Output the listing word for word from its first line through the line containing "MULTIPOLYGON (((130 285, 164", including that line.

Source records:
+===+

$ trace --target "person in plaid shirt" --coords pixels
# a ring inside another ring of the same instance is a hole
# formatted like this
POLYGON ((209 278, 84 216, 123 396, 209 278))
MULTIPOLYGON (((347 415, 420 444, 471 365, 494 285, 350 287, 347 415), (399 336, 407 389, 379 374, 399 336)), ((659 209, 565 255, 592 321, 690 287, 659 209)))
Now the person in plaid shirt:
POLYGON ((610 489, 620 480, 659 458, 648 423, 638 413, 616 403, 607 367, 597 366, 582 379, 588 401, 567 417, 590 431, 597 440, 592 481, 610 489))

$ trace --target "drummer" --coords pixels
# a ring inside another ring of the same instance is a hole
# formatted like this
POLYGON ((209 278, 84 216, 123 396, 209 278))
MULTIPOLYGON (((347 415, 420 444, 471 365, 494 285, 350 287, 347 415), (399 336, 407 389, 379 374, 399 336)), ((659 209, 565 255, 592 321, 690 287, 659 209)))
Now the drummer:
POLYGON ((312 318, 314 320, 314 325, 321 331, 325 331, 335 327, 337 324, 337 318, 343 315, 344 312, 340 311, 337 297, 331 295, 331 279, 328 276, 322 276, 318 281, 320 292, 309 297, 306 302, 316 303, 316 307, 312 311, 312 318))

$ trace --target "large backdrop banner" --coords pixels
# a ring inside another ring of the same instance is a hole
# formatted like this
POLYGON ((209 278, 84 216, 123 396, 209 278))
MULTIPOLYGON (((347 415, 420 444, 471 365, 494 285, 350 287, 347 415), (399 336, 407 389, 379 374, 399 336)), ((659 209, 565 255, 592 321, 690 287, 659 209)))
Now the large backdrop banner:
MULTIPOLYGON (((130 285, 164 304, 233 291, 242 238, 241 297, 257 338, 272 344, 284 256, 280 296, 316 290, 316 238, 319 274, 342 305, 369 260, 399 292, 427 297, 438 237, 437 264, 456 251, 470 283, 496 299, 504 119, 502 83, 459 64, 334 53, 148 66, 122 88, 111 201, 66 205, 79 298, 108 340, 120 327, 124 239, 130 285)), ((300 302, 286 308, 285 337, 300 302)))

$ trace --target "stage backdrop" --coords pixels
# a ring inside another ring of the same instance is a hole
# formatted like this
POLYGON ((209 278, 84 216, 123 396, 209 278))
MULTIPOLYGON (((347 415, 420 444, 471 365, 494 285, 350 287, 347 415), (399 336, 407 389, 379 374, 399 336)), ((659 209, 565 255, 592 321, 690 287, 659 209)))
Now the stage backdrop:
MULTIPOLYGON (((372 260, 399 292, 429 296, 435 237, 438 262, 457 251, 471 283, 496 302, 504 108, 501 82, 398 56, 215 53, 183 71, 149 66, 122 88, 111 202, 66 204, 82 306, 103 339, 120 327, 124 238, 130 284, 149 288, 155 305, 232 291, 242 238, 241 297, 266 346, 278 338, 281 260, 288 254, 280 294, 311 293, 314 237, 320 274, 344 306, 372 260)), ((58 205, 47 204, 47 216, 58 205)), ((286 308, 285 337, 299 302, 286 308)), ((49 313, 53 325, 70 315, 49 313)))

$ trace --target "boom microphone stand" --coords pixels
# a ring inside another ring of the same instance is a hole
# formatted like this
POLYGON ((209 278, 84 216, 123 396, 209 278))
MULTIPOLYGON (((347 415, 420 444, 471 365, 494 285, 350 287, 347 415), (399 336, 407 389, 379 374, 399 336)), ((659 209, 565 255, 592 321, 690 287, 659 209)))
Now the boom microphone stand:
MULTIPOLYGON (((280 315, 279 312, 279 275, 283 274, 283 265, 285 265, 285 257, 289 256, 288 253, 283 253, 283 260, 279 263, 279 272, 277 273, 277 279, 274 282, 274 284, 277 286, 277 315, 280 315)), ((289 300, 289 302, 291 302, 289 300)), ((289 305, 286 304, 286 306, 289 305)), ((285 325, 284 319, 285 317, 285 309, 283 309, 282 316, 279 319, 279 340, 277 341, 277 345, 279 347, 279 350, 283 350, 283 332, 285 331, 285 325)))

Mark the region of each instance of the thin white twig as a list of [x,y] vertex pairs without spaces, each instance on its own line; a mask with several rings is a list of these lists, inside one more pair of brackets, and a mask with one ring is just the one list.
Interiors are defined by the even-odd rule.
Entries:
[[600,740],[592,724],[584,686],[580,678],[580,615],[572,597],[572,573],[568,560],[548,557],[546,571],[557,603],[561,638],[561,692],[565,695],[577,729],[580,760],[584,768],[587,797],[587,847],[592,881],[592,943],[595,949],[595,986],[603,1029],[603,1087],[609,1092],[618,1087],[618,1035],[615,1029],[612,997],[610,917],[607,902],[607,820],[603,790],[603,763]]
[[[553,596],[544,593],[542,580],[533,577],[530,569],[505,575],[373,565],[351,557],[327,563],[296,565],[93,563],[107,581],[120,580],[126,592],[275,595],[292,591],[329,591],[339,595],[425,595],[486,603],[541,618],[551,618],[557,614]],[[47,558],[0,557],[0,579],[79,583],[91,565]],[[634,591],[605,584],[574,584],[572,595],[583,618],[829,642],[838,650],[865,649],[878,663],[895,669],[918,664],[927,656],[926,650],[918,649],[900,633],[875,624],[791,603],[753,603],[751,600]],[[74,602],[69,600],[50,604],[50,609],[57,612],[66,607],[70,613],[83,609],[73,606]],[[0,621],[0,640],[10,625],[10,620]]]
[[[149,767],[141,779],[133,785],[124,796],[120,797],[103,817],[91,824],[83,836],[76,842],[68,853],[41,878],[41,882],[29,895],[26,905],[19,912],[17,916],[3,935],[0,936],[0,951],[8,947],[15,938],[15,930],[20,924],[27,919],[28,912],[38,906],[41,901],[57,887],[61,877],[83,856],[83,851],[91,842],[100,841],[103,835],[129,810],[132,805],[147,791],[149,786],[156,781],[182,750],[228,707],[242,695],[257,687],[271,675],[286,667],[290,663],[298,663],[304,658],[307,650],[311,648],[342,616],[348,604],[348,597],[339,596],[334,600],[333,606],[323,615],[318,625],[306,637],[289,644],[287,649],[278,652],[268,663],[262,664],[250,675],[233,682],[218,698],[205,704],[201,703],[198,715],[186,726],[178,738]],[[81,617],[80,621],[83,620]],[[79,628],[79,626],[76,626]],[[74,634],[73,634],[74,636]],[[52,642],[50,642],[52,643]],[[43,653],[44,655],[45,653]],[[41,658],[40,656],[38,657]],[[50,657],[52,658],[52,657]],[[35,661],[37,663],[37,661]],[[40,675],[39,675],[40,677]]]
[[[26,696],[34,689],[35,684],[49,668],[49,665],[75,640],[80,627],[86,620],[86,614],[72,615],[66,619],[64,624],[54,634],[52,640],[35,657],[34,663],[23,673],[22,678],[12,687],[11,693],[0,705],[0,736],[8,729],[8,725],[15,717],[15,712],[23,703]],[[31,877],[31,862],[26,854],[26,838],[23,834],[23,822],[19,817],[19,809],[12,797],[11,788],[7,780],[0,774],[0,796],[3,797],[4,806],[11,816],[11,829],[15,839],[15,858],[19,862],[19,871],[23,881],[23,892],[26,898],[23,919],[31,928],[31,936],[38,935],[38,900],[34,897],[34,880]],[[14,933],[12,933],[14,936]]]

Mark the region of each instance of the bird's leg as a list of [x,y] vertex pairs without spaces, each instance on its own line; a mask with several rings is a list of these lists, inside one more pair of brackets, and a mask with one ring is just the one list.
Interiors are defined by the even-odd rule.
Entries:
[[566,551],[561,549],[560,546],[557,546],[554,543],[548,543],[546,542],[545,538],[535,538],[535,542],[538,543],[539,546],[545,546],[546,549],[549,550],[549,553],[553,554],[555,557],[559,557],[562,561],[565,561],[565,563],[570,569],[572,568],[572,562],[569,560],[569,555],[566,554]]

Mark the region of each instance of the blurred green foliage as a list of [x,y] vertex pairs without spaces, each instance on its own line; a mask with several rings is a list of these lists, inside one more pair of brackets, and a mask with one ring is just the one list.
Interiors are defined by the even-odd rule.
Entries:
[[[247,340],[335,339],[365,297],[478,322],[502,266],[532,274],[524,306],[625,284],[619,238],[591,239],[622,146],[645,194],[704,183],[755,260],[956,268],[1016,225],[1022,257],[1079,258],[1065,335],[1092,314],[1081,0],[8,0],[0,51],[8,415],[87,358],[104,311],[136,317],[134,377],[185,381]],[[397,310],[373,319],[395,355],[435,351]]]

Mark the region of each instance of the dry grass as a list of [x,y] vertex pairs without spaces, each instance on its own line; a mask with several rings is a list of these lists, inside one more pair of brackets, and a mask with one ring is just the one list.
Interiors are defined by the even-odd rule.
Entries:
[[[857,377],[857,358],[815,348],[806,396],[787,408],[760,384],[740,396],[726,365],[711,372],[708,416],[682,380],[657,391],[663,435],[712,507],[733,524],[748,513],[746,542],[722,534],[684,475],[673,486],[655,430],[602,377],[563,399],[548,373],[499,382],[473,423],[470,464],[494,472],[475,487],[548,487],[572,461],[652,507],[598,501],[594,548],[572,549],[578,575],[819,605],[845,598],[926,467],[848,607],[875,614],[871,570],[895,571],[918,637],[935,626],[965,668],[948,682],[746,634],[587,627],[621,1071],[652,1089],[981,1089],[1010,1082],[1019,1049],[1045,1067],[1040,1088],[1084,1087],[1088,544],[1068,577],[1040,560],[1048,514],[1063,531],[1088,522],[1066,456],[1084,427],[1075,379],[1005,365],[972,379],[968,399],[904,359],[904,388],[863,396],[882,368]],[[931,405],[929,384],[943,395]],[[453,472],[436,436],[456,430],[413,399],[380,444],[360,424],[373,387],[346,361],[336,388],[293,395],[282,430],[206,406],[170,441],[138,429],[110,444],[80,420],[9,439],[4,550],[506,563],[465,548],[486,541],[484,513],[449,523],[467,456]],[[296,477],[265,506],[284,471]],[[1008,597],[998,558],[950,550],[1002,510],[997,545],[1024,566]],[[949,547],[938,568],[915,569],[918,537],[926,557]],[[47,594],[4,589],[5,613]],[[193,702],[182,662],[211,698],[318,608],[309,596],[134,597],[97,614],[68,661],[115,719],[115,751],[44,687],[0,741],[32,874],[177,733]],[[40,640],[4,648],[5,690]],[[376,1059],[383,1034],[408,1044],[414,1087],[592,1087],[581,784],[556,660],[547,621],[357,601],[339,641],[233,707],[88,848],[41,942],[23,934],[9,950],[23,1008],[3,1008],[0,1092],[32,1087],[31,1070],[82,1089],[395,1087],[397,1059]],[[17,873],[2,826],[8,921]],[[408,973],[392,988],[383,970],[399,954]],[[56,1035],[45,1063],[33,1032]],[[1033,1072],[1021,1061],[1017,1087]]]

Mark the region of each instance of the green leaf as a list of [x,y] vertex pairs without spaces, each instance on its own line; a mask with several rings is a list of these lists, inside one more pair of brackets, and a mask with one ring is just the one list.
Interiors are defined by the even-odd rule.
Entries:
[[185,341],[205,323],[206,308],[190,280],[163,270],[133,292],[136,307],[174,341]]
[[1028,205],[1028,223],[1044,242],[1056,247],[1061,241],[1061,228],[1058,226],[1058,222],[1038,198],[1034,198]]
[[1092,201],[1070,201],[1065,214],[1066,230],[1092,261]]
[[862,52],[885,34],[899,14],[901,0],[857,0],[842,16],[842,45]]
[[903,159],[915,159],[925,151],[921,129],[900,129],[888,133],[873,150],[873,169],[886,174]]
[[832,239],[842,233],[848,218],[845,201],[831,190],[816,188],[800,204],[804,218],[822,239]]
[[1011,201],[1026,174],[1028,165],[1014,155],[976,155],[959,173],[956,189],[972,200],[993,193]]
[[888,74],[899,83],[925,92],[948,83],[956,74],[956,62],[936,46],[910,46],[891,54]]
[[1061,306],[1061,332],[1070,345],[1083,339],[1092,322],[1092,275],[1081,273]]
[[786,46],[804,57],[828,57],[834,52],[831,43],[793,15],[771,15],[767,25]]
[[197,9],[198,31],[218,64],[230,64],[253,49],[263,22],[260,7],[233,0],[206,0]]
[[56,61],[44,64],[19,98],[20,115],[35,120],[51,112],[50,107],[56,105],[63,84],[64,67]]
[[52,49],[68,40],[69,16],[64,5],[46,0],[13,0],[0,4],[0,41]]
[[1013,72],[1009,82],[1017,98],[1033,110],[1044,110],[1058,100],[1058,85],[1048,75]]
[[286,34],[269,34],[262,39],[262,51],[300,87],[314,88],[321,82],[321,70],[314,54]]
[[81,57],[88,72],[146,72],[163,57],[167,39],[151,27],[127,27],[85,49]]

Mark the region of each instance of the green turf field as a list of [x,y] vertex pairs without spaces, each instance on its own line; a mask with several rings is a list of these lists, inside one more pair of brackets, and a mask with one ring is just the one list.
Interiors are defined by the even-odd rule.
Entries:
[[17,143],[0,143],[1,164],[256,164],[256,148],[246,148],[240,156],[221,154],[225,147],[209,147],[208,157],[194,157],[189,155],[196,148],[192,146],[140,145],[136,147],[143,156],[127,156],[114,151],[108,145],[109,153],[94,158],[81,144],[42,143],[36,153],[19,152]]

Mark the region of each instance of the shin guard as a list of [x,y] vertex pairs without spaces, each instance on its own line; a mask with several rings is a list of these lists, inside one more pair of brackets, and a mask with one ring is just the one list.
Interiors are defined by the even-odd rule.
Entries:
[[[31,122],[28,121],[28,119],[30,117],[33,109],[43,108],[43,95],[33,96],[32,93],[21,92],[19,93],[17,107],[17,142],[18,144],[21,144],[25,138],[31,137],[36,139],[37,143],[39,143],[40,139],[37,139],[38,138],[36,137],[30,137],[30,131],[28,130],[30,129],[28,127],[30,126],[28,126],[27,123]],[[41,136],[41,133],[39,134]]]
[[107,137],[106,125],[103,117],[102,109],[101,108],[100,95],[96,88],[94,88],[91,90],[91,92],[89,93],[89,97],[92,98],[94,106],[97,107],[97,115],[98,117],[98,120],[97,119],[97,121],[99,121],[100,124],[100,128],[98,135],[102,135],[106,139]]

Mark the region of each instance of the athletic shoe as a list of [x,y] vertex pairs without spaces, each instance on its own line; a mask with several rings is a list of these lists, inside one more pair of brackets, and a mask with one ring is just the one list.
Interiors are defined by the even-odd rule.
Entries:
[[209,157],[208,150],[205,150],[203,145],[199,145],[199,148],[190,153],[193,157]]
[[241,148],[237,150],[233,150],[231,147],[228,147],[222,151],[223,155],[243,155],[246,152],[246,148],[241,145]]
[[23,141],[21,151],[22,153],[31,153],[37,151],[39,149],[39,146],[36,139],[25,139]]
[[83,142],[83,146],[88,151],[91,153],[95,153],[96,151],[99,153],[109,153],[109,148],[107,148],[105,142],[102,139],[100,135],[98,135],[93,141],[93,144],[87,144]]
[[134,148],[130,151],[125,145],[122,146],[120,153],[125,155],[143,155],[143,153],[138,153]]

+===+

▸ Written response
$ trace --target "person in plaid shirt" --coords pixels
# a ring inside another ring of the same instance is a hole
# formatted like this
POLYGON ((209 278, 84 216, 123 396, 209 278))
MULTIPOLYGON (((347 415, 420 444, 471 365, 494 285, 350 287, 347 415), (399 336, 407 389, 379 374, 399 336)), ((659 209, 565 255, 592 321, 690 287, 659 209)))
Now the person in plaid shirt:
POLYGON ((610 489, 620 480, 659 458, 648 423, 638 413, 616 403, 607 367, 597 366, 582 379, 588 401, 567 417, 590 431, 597 440, 592 481, 610 489))

$ trace --target "drummer" --coords pixels
# a ring inside another ring of the same instance is a hole
# formatted like this
POLYGON ((209 278, 84 216, 123 396, 209 278))
MULTIPOLYGON (((347 415, 420 444, 471 365, 494 285, 350 287, 347 415), (399 336, 407 389, 379 374, 399 336)), ((659 209, 565 255, 592 321, 690 287, 659 209)))
Now the drummer:
POLYGON ((312 318, 314 320, 314 325, 321 331, 325 331, 335 327, 337 324, 337 318, 343 315, 344 312, 340 311, 337 297, 331 295, 331 279, 328 276, 322 276, 318 281, 320 292, 309 297, 306 302, 316 303, 316 307, 312 311, 312 318))

$ trace --target "large backdrop banner" --coords pixels
# a ring inside another ring of the same instance is a hole
# formatted like this
POLYGON ((209 278, 84 216, 123 396, 209 278))
MULTIPOLYGON (((347 415, 420 444, 471 365, 494 285, 350 287, 347 415), (399 336, 407 389, 379 374, 399 336)), ((659 209, 565 255, 592 321, 690 287, 659 209)))
Now the large backdrop banner:
MULTIPOLYGON (((130 285, 164 304, 233 291, 242 238, 241 297, 257 338, 272 344, 284 256, 280 296, 316 290, 316 238, 319 274, 342 305, 369 260, 399 292, 427 297, 438 237, 437 264, 456 251, 470 283, 496 299, 504 119, 502 83, 459 64, 334 53, 148 66, 122 88, 111 201, 66 205, 79 298, 108 340, 120 327, 124 239, 130 285)), ((300 302, 286 308, 285 337, 300 302)))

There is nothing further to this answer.